◆ **Point-per-instance localization data**
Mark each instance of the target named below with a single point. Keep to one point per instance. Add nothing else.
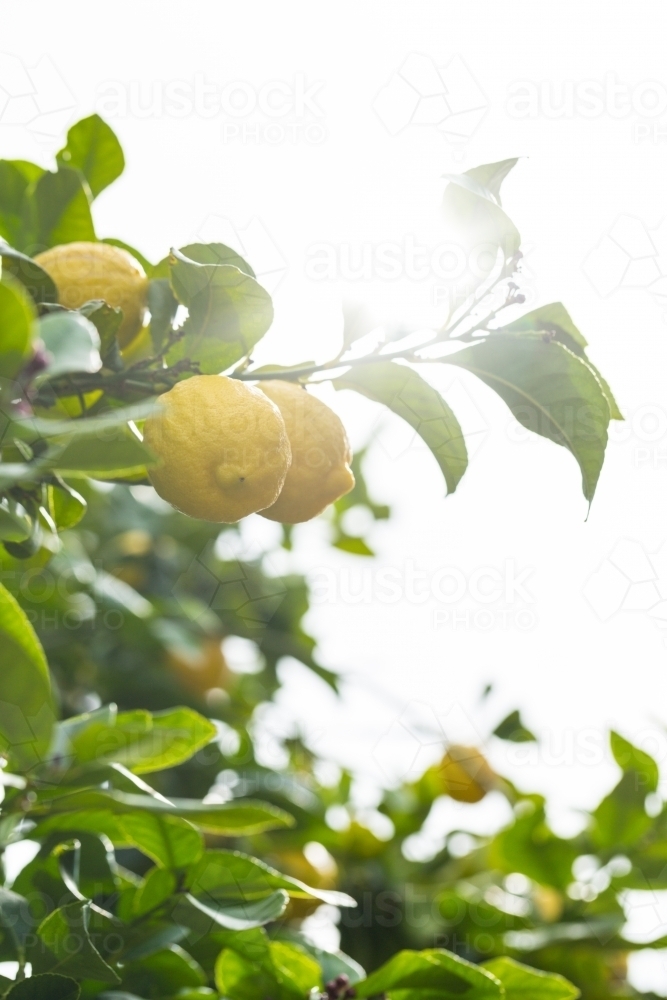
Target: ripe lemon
(465, 774)
(320, 471)
(85, 271)
(223, 448)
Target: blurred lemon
(85, 271)
(320, 471)
(465, 774)
(201, 671)
(222, 446)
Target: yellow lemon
(85, 271)
(465, 774)
(222, 445)
(320, 471)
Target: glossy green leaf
(65, 926)
(409, 975)
(163, 974)
(162, 305)
(62, 211)
(227, 819)
(17, 322)
(522, 983)
(229, 312)
(204, 915)
(222, 874)
(48, 986)
(66, 506)
(170, 841)
(216, 253)
(513, 729)
(72, 343)
(15, 917)
(118, 449)
(530, 847)
(631, 758)
(406, 393)
(158, 886)
(14, 527)
(93, 149)
(37, 283)
(26, 710)
(145, 742)
(107, 320)
(549, 390)
(555, 320)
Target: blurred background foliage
(144, 607)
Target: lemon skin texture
(222, 447)
(320, 471)
(85, 271)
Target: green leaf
(62, 211)
(162, 305)
(530, 847)
(26, 710)
(216, 253)
(229, 312)
(227, 819)
(164, 974)
(524, 983)
(65, 926)
(513, 729)
(406, 393)
(107, 320)
(145, 742)
(115, 450)
(555, 320)
(14, 527)
(156, 889)
(432, 974)
(17, 320)
(149, 268)
(15, 917)
(72, 342)
(229, 875)
(13, 186)
(630, 758)
(39, 285)
(66, 506)
(48, 986)
(170, 841)
(288, 973)
(93, 149)
(203, 916)
(549, 390)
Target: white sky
(344, 167)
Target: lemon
(465, 774)
(85, 271)
(320, 471)
(222, 445)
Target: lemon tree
(63, 359)
(87, 349)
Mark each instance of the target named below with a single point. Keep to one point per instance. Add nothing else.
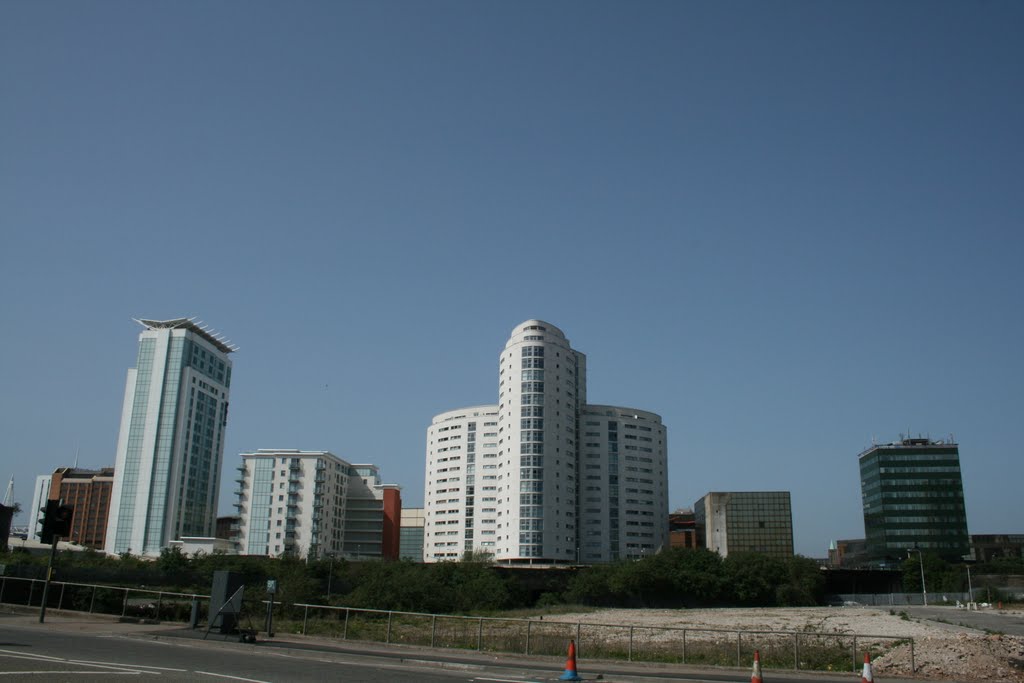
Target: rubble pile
(962, 656)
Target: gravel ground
(942, 651)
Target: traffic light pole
(49, 573)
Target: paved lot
(70, 647)
(1011, 623)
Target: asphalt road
(87, 648)
(983, 620)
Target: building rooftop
(908, 442)
(198, 327)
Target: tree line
(674, 578)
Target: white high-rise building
(171, 442)
(313, 504)
(542, 477)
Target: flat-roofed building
(912, 496)
(313, 504)
(759, 521)
(89, 493)
(411, 541)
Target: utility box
(225, 601)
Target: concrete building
(542, 477)
(912, 497)
(40, 494)
(745, 521)
(411, 541)
(89, 493)
(988, 547)
(683, 529)
(311, 503)
(171, 442)
(848, 553)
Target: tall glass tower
(913, 499)
(171, 442)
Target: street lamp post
(330, 577)
(924, 588)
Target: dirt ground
(941, 651)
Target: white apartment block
(542, 477)
(310, 503)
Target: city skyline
(790, 229)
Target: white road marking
(107, 667)
(233, 678)
(94, 673)
(130, 666)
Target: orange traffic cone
(866, 677)
(756, 676)
(570, 672)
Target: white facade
(39, 497)
(171, 442)
(558, 481)
(291, 502)
(461, 498)
(308, 503)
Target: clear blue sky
(786, 227)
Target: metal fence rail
(723, 647)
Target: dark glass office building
(913, 499)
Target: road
(86, 648)
(983, 620)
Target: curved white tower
(528, 482)
(541, 387)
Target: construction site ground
(949, 644)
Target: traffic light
(56, 521)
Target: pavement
(1010, 622)
(536, 666)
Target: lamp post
(924, 589)
(330, 577)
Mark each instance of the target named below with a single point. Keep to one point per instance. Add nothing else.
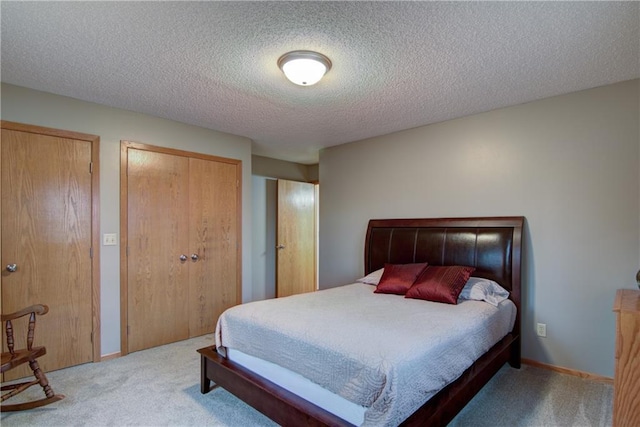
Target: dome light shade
(303, 67)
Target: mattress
(383, 353)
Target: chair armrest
(39, 309)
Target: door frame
(95, 216)
(124, 224)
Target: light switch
(110, 239)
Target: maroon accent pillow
(398, 278)
(440, 283)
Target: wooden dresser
(626, 398)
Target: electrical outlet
(110, 239)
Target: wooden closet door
(177, 204)
(214, 236)
(296, 237)
(158, 234)
(46, 232)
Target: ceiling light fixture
(304, 67)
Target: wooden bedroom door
(182, 229)
(296, 238)
(48, 239)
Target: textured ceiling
(396, 65)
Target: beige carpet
(161, 387)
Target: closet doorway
(181, 250)
(296, 253)
(50, 240)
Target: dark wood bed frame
(492, 245)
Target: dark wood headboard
(493, 245)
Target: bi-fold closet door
(181, 243)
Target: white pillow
(372, 278)
(480, 289)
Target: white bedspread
(384, 352)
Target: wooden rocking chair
(14, 358)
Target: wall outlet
(109, 239)
(541, 329)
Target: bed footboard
(282, 406)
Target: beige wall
(112, 125)
(570, 164)
(281, 169)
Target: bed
(491, 245)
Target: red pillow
(440, 283)
(398, 278)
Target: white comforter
(384, 352)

◆ **WHAT IS NEEDED**
Print all data above verbatim, except pictures.

◆ **EXERCISE SOLUTION**
Mark each instance of the target named below with a single point. Keep to one point per instance. Add nothing else.
Target: ripe lemon
(465, 774)
(320, 471)
(85, 271)
(223, 448)
Target: blurred lemon
(85, 271)
(320, 471)
(465, 774)
(201, 671)
(222, 446)
Target: yellow lemon
(85, 271)
(465, 774)
(222, 445)
(320, 471)
Target: glossy green leaf
(65, 926)
(409, 975)
(163, 974)
(162, 305)
(62, 211)
(227, 819)
(17, 322)
(522, 983)
(229, 312)
(204, 915)
(222, 874)
(48, 986)
(66, 506)
(170, 841)
(216, 253)
(513, 729)
(72, 343)
(15, 917)
(118, 449)
(530, 847)
(631, 758)
(406, 393)
(158, 886)
(14, 527)
(93, 149)
(37, 283)
(26, 710)
(145, 742)
(107, 320)
(549, 390)
(555, 320)
Target: blurred background foliage
(144, 607)
Target: lemon skin texture
(222, 447)
(320, 471)
(85, 271)
Target: green leaf
(62, 211)
(162, 305)
(530, 847)
(26, 710)
(216, 253)
(229, 312)
(227, 819)
(164, 974)
(524, 983)
(65, 926)
(513, 729)
(406, 393)
(107, 320)
(145, 742)
(115, 450)
(555, 320)
(14, 527)
(156, 889)
(432, 974)
(17, 320)
(149, 268)
(15, 917)
(72, 342)
(229, 875)
(13, 186)
(630, 758)
(39, 285)
(66, 506)
(48, 986)
(170, 841)
(288, 973)
(93, 149)
(203, 916)
(549, 390)
Target: white sky
(344, 167)
Target: lemon
(465, 774)
(85, 271)
(320, 471)
(222, 445)
Target: lemon tree
(63, 359)
(87, 349)
Mark each instance of the target named below with a single point. Keep to one point per instance. Add nothing else.
Target: rubble pile
(962, 656)
Target: gravel ground
(942, 651)
Target: traffic light pole
(49, 573)
Target: paved lot
(70, 647)
(1011, 623)
Target: asphalt road
(87, 648)
(983, 620)
Target: building rooftop
(908, 442)
(198, 327)
Target: tree line
(674, 578)
Target: white high-rise building
(171, 442)
(313, 504)
(542, 477)
Target: flat-roofed building
(912, 496)
(313, 504)
(759, 521)
(89, 493)
(411, 541)
Target: utility box
(225, 601)
Target: concrete building
(542, 477)
(912, 497)
(40, 494)
(745, 521)
(411, 541)
(89, 493)
(988, 547)
(683, 529)
(311, 503)
(171, 442)
(848, 553)
Target: tall glass tower
(913, 499)
(171, 442)
Target: street lamp post
(330, 577)
(924, 588)
Target: dirt ground
(941, 651)
Target: white apartment block
(542, 477)
(310, 503)
Target: city skyline
(790, 229)
Target: white road marking
(107, 667)
(233, 678)
(94, 673)
(130, 666)
Target: orange traffic cone
(866, 677)
(756, 676)
(570, 672)
Target: white facade
(39, 497)
(171, 442)
(558, 481)
(291, 502)
(461, 498)
(308, 503)
Target: clear blue sky
(786, 227)
Target: metal fence rail
(723, 647)
Target: dark glass office building
(913, 499)
Target: road
(86, 648)
(983, 620)
Target: curved white tower
(528, 482)
(541, 387)
Target: construction site ground
(949, 644)
Target: traffic light
(56, 521)
Target: pavement
(1010, 622)
(536, 666)
Target: lamp post
(924, 589)
(330, 577)
Mark each instance of the target named below with a single point. Keep to one point per instance. Add nothing else.
Target: dome light shade
(303, 67)
Target: mattress
(383, 353)
Target: chair armrest
(39, 309)
Target: door frame
(95, 216)
(124, 224)
Target: light switch
(110, 239)
Target: maroon accent pillow
(398, 278)
(440, 283)
Target: wooden dresser
(626, 398)
Target: electrical outlet
(110, 239)
Target: wooden closet door
(177, 204)
(214, 236)
(296, 237)
(158, 234)
(46, 232)
Target: ceiling light fixture
(304, 67)
Target: wooden bedroom door
(182, 229)
(296, 238)
(48, 239)
Target: textured ceiling
(396, 65)
Target: beige carpet
(161, 387)
Target: closet doorway
(181, 250)
(296, 253)
(50, 240)
Target: dark wood bed frame
(492, 245)
Target: dark wood headboard
(493, 245)
Target: bi-fold closet door
(181, 243)
Target: white pillow
(372, 278)
(480, 289)
Target: white bedspread
(384, 352)
Target: wooden rocking chair
(14, 358)
Target: wall outlet
(109, 239)
(541, 329)
Target: bed footboard
(282, 406)
Target: beige wall
(112, 125)
(570, 164)
(281, 169)
Target: bed
(491, 245)
Target: red pillow
(440, 283)
(398, 278)
Target: white comforter
(384, 352)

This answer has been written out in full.